Could you write out every record below exactly, leaving out any pictures?

[START Data extract]

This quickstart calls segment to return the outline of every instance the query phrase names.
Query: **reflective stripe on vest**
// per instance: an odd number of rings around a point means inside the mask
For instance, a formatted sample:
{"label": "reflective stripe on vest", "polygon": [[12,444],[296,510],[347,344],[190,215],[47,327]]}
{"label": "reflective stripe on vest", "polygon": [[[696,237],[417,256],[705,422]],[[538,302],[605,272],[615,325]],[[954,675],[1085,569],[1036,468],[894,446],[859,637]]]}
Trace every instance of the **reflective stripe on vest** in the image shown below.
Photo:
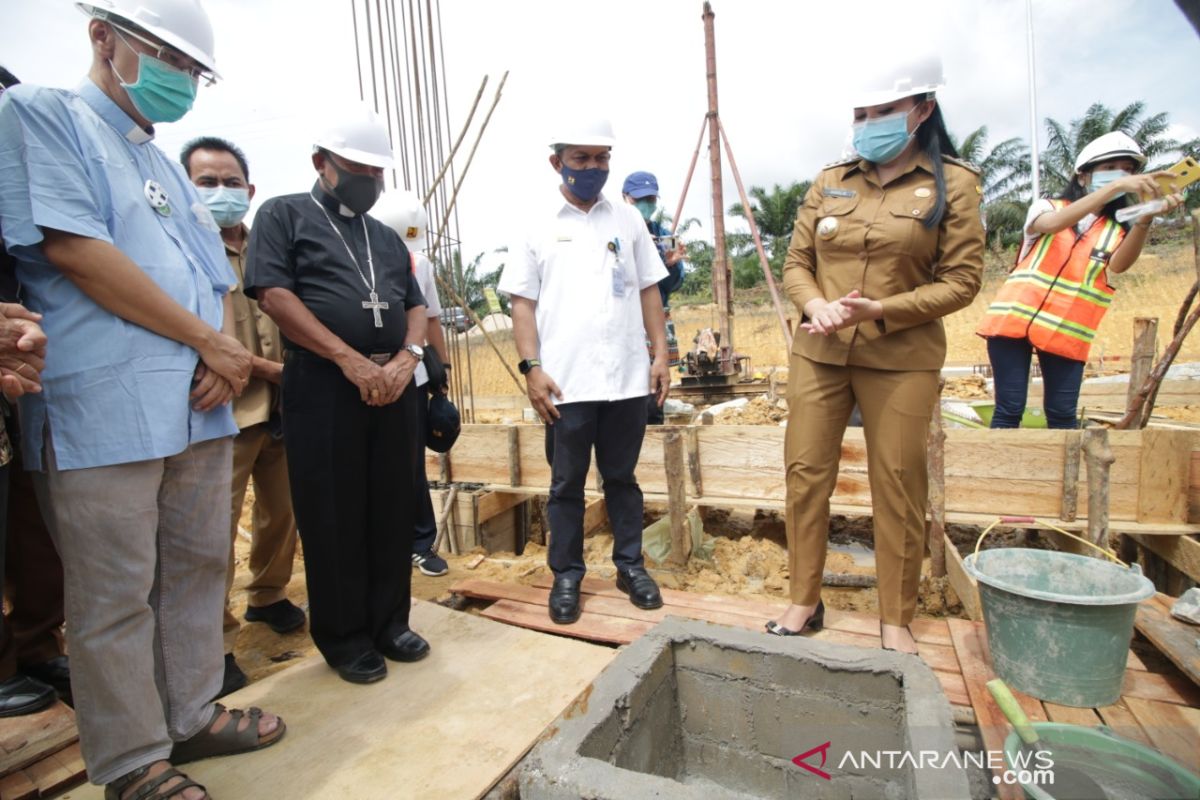
{"label": "reflective stripe on vest", "polygon": [[[1054,210],[1067,200],[1050,200]],[[1027,338],[1033,347],[1087,361],[1096,330],[1112,302],[1105,267],[1124,229],[1098,217],[1084,235],[1073,227],[1034,242],[988,307],[976,333]]]}

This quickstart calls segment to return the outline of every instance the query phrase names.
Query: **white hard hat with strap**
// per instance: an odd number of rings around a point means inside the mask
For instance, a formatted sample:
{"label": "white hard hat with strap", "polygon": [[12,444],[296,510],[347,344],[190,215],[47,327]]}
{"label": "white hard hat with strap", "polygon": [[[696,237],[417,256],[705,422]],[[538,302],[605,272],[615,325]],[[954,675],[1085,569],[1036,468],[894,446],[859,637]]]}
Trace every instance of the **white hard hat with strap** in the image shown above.
{"label": "white hard hat with strap", "polygon": [[220,78],[212,56],[212,23],[199,0],[95,0],[76,7],[96,19],[132,23]]}
{"label": "white hard hat with strap", "polygon": [[391,169],[391,137],[379,115],[365,103],[344,110],[331,110],[325,119],[336,120],[313,140],[313,146],[368,167]]}

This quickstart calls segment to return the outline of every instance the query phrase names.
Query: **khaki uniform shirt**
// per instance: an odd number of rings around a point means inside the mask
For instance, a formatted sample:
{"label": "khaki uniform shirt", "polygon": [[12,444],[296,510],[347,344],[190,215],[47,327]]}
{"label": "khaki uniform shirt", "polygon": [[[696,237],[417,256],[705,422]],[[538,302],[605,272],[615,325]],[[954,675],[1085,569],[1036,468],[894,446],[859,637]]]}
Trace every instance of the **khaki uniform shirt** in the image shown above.
{"label": "khaki uniform shirt", "polygon": [[941,318],[979,291],[984,246],[979,175],[949,158],[943,174],[946,212],[932,229],[922,224],[937,200],[924,154],[887,186],[868,161],[833,164],[817,175],[796,217],[784,290],[803,317],[814,297],[833,301],[858,289],[883,303],[883,319],[829,336],[797,329],[792,353],[875,369],[942,368]]}
{"label": "khaki uniform shirt", "polygon": [[[280,341],[280,329],[270,317],[264,314],[258,303],[242,293],[246,284],[246,246],[250,242],[250,230],[242,225],[241,252],[226,245],[226,255],[238,275],[238,285],[229,293],[233,299],[234,336],[242,347],[268,361],[283,361],[283,345]],[[280,387],[263,378],[251,377],[250,384],[240,397],[233,401],[233,419],[240,429],[266,422],[271,411],[278,408]]]}

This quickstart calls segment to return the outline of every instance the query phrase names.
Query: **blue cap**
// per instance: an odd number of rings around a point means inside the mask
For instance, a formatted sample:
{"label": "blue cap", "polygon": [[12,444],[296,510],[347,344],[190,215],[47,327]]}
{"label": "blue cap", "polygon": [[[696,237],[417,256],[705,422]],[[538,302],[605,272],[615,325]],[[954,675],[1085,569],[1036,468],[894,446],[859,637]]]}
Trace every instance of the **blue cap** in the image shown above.
{"label": "blue cap", "polygon": [[659,179],[652,173],[630,173],[625,179],[625,185],[620,187],[622,194],[628,194],[635,200],[643,197],[659,196]]}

[END Data extract]

### The solution
This quickstart calls segment to return the outline of every instance the query phrase names.
Query: **reflective stripe on vest**
// per instance: an odd number of rings around a point means inside the mask
For instance, a formatted sample:
{"label": "reflective stripe on vest", "polygon": [[12,444],[296,510],[347,344],[190,215],[47,327]]}
{"label": "reflective stripe on vest", "polygon": [[[696,237],[417,256],[705,422]],[[538,302],[605,272],[615,325]],[[954,675],[1085,569],[1036,468],[894,446],[859,637]]]}
Trace every instance of the **reflective stripe on vest** in the image shown below.
Photo:
{"label": "reflective stripe on vest", "polygon": [[[1054,210],[1067,200],[1050,200]],[[1027,338],[1033,347],[1087,361],[1096,330],[1112,302],[1105,267],[1124,229],[1098,217],[1084,235],[1073,227],[1034,242],[988,307],[976,333]]]}

This quickstart calls segment to return the outline of every instance the query phrase names.
Query: **white hard hat with strap**
// per instance: an odd number of rings around a point means inside the mask
For instance, a formatted sample:
{"label": "white hard hat with strap", "polygon": [[12,444],[296,510],[347,344],[190,215],[47,327]]}
{"label": "white hard hat with strap", "polygon": [[[696,237],[417,256],[705,422]],[[538,302],[605,272],[615,325]],[[954,675],[1085,569],[1036,468],[894,446],[859,637]]]}
Trace every instance of the **white hard hat with strap** in the image shown above.
{"label": "white hard hat with strap", "polygon": [[220,78],[212,56],[212,23],[199,0],[95,0],[76,7],[96,19],[132,23]]}
{"label": "white hard hat with strap", "polygon": [[391,169],[391,137],[379,115],[365,103],[344,110],[331,110],[325,119],[336,120],[313,140],[313,146],[368,167]]}

This quickstart calls segment to return the outline of every instance the query phrase names.
Query: **khaki uniform shirt**
// per instance: an odd number of rings around a point means inside the mask
For instance, a formatted sample:
{"label": "khaki uniform shirt", "polygon": [[12,444],[296,510],[347,344],[190,215],[47,327]]}
{"label": "khaki uniform shirt", "polygon": [[[696,237],[417,256],[705,422]],[[538,302],[605,272],[615,325]],[[954,675],[1085,569],[1036,468],[894,446],[859,637]]]}
Trace every instance of the **khaki uniform shirt** in the image shown above.
{"label": "khaki uniform shirt", "polygon": [[941,318],[979,291],[984,246],[979,175],[949,158],[943,174],[946,212],[932,229],[922,224],[937,200],[924,154],[887,186],[868,161],[833,164],[817,175],[796,217],[784,290],[803,317],[814,297],[833,301],[858,289],[883,303],[883,319],[829,336],[797,329],[792,353],[875,369],[942,368]]}
{"label": "khaki uniform shirt", "polygon": [[[280,341],[280,329],[270,317],[264,314],[258,303],[242,293],[246,284],[246,246],[250,242],[250,230],[242,225],[241,252],[226,245],[226,255],[238,275],[238,285],[229,293],[233,299],[234,336],[242,347],[268,361],[283,361],[283,345]],[[280,387],[263,378],[251,377],[250,384],[240,397],[233,401],[233,419],[240,429],[266,422],[271,411],[278,408]]]}

This quickstart calls segment to return the outline of every instance the query phrase names.
Query: **blue cap**
// per instance: an odd number of rings around a point means inside the mask
For instance, a formatted sample:
{"label": "blue cap", "polygon": [[12,444],[296,510],[347,344],[190,215],[47,327]]}
{"label": "blue cap", "polygon": [[[696,237],[417,256],[705,422]],[[538,302],[605,272],[615,325]],[[954,675],[1085,569],[1036,468],[894,446],[859,637]]]}
Trace every instance of the **blue cap** in the image shown above.
{"label": "blue cap", "polygon": [[659,179],[652,173],[630,173],[625,179],[625,185],[620,187],[622,194],[628,194],[635,200],[643,197],[659,196]]}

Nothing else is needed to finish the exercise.